**HOW TO COMPLETE THIS TASK**
Rewrite the items starting at their first line and ending at the line containing "box: [130, 17, 204, 206]", substituting "coarse mask" for "rough mask" and leaving all else unchanged.

>>>

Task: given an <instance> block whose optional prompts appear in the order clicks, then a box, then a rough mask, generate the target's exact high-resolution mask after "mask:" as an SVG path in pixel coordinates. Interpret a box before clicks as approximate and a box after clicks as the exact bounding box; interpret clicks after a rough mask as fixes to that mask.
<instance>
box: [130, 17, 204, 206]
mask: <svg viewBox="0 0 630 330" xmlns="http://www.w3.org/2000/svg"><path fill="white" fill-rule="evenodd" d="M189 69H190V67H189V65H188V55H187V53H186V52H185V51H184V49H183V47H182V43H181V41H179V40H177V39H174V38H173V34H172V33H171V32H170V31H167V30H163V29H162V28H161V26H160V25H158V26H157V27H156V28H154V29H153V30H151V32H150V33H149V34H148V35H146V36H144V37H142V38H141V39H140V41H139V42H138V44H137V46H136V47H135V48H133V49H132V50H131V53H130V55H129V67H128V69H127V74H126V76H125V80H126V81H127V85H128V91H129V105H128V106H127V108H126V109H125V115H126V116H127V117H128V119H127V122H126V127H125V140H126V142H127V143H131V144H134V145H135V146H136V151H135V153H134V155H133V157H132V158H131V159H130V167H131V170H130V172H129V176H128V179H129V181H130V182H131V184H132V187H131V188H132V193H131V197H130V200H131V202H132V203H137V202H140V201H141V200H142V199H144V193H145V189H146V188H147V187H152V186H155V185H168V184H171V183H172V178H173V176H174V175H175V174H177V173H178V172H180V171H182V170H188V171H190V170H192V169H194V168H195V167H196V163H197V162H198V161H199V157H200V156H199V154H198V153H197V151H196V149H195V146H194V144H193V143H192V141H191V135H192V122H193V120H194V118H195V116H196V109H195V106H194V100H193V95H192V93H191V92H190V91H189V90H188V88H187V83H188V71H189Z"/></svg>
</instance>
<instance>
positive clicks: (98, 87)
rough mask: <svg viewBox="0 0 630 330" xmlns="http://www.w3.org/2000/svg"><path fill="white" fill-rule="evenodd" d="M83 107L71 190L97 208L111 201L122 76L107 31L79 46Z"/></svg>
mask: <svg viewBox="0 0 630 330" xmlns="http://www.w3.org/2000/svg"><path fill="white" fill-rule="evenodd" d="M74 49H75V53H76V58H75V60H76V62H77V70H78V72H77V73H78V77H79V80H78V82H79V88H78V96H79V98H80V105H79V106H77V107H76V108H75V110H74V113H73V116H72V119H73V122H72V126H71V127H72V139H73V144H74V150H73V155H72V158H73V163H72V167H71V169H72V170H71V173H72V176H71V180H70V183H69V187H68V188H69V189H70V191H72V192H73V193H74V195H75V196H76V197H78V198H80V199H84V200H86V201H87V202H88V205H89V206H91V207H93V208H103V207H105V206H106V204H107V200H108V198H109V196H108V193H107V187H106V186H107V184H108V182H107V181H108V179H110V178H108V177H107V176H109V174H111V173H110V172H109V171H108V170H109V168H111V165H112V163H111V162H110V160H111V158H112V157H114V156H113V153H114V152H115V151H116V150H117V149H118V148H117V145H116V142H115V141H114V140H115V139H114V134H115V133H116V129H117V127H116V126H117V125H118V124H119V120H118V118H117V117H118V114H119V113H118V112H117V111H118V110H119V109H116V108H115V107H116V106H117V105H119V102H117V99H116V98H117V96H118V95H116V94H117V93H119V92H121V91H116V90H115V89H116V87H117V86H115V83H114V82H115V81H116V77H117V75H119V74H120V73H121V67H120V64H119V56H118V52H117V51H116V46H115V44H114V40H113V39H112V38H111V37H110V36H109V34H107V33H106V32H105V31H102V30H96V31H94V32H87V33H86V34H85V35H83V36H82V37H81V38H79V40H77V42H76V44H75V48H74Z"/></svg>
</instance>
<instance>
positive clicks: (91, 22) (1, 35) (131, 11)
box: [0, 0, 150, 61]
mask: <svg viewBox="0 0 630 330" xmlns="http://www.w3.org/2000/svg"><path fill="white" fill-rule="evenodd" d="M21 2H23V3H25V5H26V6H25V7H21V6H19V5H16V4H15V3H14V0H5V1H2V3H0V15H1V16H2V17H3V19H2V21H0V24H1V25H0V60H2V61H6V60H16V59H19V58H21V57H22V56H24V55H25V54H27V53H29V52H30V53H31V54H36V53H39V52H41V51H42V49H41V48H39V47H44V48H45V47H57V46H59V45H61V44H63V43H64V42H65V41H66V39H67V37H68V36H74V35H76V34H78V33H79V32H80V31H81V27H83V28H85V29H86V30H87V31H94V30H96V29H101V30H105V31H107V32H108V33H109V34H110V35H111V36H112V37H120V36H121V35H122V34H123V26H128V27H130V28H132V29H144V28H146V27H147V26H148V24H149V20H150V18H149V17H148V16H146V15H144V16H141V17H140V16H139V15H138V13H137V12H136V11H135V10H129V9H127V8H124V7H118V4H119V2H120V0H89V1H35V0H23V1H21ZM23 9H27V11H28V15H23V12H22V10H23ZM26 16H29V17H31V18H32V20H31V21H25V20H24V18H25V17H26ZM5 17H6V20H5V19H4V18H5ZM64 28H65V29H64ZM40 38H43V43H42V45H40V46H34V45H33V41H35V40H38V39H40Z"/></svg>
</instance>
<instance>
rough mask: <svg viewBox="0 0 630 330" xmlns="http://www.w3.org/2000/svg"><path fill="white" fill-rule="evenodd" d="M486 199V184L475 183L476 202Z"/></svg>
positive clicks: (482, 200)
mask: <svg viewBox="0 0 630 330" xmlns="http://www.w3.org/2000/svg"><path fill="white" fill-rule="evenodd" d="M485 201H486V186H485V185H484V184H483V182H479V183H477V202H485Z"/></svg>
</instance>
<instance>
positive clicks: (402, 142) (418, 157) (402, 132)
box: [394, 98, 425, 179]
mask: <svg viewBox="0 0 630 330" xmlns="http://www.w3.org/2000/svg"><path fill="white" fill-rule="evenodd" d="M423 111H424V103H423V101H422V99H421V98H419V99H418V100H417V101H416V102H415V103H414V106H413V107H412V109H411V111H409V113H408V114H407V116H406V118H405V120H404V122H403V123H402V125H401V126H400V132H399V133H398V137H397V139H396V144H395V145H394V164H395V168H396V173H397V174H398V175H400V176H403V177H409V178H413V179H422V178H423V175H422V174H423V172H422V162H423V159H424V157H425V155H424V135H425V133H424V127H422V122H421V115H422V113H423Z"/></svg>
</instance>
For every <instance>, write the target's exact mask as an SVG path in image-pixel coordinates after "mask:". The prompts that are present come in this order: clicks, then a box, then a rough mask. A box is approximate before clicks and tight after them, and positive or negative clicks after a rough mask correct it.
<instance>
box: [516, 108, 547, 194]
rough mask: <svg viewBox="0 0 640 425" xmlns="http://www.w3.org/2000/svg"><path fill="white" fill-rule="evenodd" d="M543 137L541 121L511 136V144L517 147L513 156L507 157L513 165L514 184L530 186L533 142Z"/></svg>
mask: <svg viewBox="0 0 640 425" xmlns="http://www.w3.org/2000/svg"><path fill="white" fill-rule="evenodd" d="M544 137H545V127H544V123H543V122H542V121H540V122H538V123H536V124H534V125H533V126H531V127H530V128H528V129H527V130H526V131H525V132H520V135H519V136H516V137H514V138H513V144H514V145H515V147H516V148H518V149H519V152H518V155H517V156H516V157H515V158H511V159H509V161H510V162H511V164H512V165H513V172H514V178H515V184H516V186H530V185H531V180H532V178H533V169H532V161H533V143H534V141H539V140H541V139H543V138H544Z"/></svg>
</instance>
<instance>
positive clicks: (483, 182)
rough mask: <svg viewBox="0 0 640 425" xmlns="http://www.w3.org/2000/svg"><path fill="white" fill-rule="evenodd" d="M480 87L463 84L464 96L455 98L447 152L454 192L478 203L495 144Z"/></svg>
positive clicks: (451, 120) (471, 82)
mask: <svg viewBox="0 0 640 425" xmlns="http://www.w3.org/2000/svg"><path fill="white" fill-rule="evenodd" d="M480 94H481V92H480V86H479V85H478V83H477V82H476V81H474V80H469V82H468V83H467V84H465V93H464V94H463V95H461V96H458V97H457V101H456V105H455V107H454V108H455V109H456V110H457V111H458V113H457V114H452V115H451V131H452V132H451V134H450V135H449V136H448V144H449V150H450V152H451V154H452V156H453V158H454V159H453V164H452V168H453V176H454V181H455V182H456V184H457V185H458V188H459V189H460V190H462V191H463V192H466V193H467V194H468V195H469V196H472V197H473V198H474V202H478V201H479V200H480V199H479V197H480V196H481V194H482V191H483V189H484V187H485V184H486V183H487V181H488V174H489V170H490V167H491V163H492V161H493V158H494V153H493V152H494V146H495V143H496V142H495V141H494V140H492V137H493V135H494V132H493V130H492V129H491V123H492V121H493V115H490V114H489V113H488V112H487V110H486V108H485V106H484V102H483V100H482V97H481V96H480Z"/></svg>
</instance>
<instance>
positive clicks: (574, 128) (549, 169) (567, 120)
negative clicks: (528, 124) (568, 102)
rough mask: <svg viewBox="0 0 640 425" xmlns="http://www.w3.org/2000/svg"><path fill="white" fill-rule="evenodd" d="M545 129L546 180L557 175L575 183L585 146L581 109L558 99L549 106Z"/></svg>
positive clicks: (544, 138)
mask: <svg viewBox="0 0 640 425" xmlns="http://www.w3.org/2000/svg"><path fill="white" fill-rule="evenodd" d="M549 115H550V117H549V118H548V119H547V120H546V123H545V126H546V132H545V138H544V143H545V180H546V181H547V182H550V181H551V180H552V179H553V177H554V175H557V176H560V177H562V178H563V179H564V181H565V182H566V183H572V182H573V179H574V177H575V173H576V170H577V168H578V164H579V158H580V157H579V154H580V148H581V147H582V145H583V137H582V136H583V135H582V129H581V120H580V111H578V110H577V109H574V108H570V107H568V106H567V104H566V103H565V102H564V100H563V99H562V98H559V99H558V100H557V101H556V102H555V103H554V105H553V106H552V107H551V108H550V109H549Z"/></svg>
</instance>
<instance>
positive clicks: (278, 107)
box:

<<<

**RESULT OF THE TASK**
Task: given an <instance> block whose optional prompts appear in the order clicks, then a box, then a coarse mask, generate the target's exact high-resolution mask after "mask:" as an SVG path in pixel coordinates. Interpret a box before clicks as approximate and a box after clicks as the exact bounding box; interpret clicks after a coarse mask as fixes to that mask.
<instance>
box: [130, 17, 204, 206]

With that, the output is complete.